[Stored dataset items]
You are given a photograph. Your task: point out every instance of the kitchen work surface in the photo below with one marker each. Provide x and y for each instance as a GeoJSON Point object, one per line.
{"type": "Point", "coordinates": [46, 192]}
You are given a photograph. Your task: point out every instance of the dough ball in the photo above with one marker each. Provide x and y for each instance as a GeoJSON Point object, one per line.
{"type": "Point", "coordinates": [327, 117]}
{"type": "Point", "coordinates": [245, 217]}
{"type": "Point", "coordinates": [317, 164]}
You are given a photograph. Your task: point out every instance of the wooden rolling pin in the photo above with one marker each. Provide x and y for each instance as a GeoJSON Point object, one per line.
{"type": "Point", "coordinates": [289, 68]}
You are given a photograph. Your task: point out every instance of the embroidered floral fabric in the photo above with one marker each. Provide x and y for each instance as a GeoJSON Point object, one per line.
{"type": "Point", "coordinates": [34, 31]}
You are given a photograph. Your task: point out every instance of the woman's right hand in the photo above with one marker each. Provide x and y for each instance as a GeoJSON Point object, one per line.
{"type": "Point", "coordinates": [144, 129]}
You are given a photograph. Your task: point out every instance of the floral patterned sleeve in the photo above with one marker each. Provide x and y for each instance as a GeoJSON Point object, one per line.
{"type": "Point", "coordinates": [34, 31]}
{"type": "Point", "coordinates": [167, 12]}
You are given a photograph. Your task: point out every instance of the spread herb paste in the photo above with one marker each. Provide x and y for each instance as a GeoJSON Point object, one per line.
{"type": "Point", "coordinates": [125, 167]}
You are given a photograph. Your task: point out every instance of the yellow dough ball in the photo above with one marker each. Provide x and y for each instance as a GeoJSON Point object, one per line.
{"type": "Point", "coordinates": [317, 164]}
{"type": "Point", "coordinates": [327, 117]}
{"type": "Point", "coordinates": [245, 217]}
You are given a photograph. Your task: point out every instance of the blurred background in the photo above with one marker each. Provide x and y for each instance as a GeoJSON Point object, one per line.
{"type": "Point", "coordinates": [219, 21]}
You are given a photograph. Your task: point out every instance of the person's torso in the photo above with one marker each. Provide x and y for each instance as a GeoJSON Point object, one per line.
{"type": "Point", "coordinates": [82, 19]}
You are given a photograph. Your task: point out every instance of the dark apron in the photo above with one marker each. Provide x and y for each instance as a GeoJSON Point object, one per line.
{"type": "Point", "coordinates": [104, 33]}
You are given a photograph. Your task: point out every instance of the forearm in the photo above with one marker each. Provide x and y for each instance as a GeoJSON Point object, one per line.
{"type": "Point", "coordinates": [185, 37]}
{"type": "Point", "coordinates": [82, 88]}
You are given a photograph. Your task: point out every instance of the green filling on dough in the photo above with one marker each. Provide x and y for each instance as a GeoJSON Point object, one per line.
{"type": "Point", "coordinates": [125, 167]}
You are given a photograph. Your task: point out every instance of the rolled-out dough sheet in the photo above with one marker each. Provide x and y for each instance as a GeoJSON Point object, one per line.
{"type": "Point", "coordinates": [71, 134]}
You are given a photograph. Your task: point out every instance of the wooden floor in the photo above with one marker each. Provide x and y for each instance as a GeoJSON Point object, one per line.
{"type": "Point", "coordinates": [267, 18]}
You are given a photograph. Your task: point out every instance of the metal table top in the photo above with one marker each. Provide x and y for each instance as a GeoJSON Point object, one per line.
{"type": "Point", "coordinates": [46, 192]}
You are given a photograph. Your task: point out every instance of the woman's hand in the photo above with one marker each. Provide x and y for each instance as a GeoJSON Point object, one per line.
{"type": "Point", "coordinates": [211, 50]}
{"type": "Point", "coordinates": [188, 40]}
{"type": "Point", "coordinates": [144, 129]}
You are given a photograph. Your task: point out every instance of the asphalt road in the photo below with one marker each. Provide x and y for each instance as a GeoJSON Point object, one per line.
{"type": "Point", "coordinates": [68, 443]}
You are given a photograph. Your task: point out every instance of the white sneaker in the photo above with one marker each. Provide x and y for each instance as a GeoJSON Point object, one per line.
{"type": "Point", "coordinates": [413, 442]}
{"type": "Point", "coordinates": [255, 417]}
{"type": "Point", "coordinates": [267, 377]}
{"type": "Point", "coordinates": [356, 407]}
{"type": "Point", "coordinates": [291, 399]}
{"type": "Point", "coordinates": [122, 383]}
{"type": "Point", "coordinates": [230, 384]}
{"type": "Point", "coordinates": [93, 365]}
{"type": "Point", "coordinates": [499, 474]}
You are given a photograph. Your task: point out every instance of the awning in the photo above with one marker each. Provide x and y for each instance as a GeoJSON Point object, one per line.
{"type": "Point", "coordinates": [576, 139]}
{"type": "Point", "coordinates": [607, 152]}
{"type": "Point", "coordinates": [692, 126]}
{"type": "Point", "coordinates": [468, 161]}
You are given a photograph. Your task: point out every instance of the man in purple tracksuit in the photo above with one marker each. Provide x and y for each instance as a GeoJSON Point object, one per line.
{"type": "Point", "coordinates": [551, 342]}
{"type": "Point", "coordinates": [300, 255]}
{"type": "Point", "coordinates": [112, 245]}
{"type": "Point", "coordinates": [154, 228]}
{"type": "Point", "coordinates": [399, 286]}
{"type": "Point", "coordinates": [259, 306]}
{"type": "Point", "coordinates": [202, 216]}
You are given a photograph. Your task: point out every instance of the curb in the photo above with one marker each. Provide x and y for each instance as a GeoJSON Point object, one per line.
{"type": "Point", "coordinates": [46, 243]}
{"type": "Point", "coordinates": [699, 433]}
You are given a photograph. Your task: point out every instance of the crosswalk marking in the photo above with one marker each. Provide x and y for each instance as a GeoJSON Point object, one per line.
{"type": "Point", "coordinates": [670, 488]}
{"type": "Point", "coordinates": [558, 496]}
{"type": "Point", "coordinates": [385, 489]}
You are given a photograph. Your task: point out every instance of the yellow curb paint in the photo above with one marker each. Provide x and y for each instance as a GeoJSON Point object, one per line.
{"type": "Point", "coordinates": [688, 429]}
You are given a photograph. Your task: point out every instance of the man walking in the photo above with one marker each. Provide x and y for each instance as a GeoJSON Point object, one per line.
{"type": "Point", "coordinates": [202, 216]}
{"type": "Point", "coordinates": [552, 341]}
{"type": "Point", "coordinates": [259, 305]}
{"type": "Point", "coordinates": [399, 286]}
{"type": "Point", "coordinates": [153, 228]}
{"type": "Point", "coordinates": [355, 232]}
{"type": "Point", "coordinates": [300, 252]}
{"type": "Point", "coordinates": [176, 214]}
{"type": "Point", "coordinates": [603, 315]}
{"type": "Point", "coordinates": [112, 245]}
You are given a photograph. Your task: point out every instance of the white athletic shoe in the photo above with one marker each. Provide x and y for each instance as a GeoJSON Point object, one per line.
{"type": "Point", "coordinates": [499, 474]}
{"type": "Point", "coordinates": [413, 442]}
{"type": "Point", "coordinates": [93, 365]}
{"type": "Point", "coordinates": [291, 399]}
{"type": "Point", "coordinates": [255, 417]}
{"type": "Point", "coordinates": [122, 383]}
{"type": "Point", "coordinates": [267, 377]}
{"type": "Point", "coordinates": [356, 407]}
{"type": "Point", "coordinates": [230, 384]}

● **SET EXERCISE**:
Restate the final lines of the listing above word for word, beginning at the line that contains "the white athletic".

● **WRITTEN RESPONSE**:
You are given a photograph. Your task: point out every instance of the white athletic shoe in the photo above with one marker each. Provide x and y for each instance as a GeoJSON Point object, one per line.
{"type": "Point", "coordinates": [499, 474]}
{"type": "Point", "coordinates": [413, 442]}
{"type": "Point", "coordinates": [93, 365]}
{"type": "Point", "coordinates": [291, 399]}
{"type": "Point", "coordinates": [255, 417]}
{"type": "Point", "coordinates": [122, 383]}
{"type": "Point", "coordinates": [267, 377]}
{"type": "Point", "coordinates": [356, 407]}
{"type": "Point", "coordinates": [230, 384]}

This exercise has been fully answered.